De echte wetenschappelijke studies over die impact van LEZ bewijzen net dat een LEZ niets uithaalt en vooral een maatregel tegen verkeerscongestie blijkt. De goedgelovige of activistische rechters besluiten dus “een billijk evenwicht tot stand tussen de vereisten van de bescherming van het eigendomsrecht, enerzijds, en de vereisten van het algemeen belang en andere betrokken individuele belangen, anderzijds”.

Eigenlijk is het eigendomsrecht dus voortaan gewoon afgeschaft op elk moment dat de overheid leefmilieu inroept om nutteloze en dure maatregelen op te leggen en de grondrechten van haar burgers met de voeten te treden en het subjectieve recht verbonden aan het bezit van een auto te onteigenen.

****

Opdracht en vereisten
Geef voor elk van de volgende beweringen aan of deze overeenstemt met het fragment over de LEZ. Antwoord telkens met ja of nee en citeer letterlijk de woorden uit het fragment die de doorslag geven.
(a) Volgens het fragment tonen wetenschappelijke studies aan dat een LEZ niets oplevert.
(b) Het fragment stelt dat een LEZ vooral een maatregel tegen luchtvervuiling blijkt.
(c) Volgens het fragment blijft het eigendomsrecht onaangetast wanneer de overheid leefmilieu inroept.

****

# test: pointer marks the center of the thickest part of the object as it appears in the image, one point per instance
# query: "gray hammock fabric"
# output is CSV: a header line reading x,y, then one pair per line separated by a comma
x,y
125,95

****

Antwoord op opdracht
(a) Ja: "De echte wetenschappelijke studies over die impact van LEZ bewijzen net dat een LEZ niets uithaalt"
(b) Nee: "vooral een maatregel tegen verkeerscongestie blijkt"
(c) Nee: "Eigenlijk is het eigendomsrecht dus voortaan gewoon afgeschaft op elk moment dat de overheid leefmilieu inroept"